On the other hand, evidence was given by the defendants that
before any plan of the contemplated structure was adopted, they
passed an ordinance raising a committee to advertise for proposals
for the erection of the abutments and construction
Page 66 U. S. 47
of the bridge. That committee consisted of the mayor and two
other members of the council, and the evidence offered by the
defendants tended to show that they took the opinion of scientific
men upon the subject before they approved the plan under which the
bridge was built, and that the defendants acted in good faith
throughout and with a view of building a bridge suitable in all
respects for the purposes for which it was required. They also
offered evidence tending to show that the materials of the bridge
were of the best description, that the work was carefully examined
by their agents as the same was done, and that the giving way of
the bridge was solely the result of accident arising from a defect
in the plan under which it was constructed. After the bridge was
built, the defendants passed another ordinance, appointing a
commissioner to inspect the bridge, and they introduced evidence
tending to show that he never ascertained or reported to them that
the bridge was unsafe, defective, and out of repair, and they
insisted at the trial, and offered evidence tending to prove, that
they had no notice from that officer, or otherwise, that the bridge
was insecure, unsafe, or defective either in principle or in
fact.
Rebutting evidence was then given by the plaintiff showing that
the bridge was an iron bridge with a single span of more than a
hundred feet; that it was constructed on the plan of Rider's
patent, and was built by the inventor of that improvement. He also
gave evidence tending to prove that one of the scientific persons
whose opinion was sought by the committee appointed under the first
ordinance stated to the defendants at the time he was consulted to
the effect that, although the principle of the plan was correct,
still it could not be applied indefinitely to iron bridges; that
the arch of the bridge was higher than had ever before been
attempted, and that the contractor remonstrated against building it
so high, but that the defendants required it to be so constructed,
and he also proved that the contractor was still of the opinion
that the bridge fell in consequence of the height of the arch. One
of the committee also was examined by the plaintiff, and he
testified that he was not consulted about the plan; that
although
Page 66 U. S. 48
he believed it to be a good one at the time, he is now satisfied
that it was essentially and radically defective. He also examined
the commissioner of the first ward, who testified that he crossed
the bridge a few days before the accident occurred, and that it was
so tremulous and shook so violently that he was apprehensive it
would fall; and divers other witnesses testified that for several
days before the bridge fell, they had observed that several of the
braces were broken, and some of the wedges had fallen out, and the
bridge was loose and shook greatly when carriages passed over
it.
At the prayer of the defendants, the court instructed the jury
that upon the whole evidence, the plaintiff could not recover in
this action, and the plaintiff excepted. Under the instructions of
the court, the jury returned their verdict in favor of the
defendants.

# Point annotation records
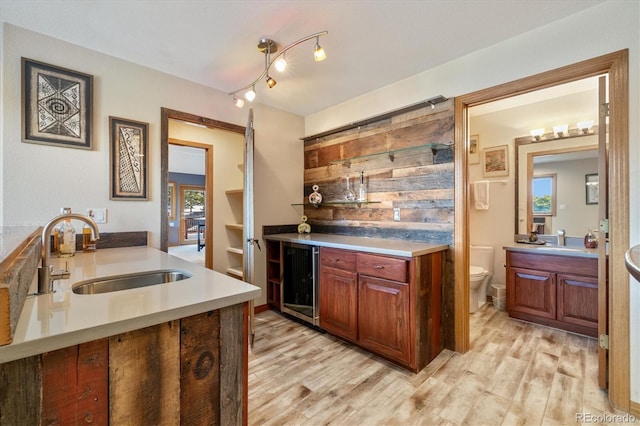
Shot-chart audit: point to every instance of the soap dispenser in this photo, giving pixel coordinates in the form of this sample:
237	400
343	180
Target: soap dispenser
67	236
590	240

# Given task
Please transcribe the court opinion on the bridge collapse, starting with "At the prayer" and going on through "defendants.".

# Final result
At the prayer of the defendants, the court instructed the jury
that upon the whole evidence, the plaintiff could not recover in
this action, and the plaintiff excepted. Under the instructions of
the court, the jury returned their verdict in favor of the
defendants.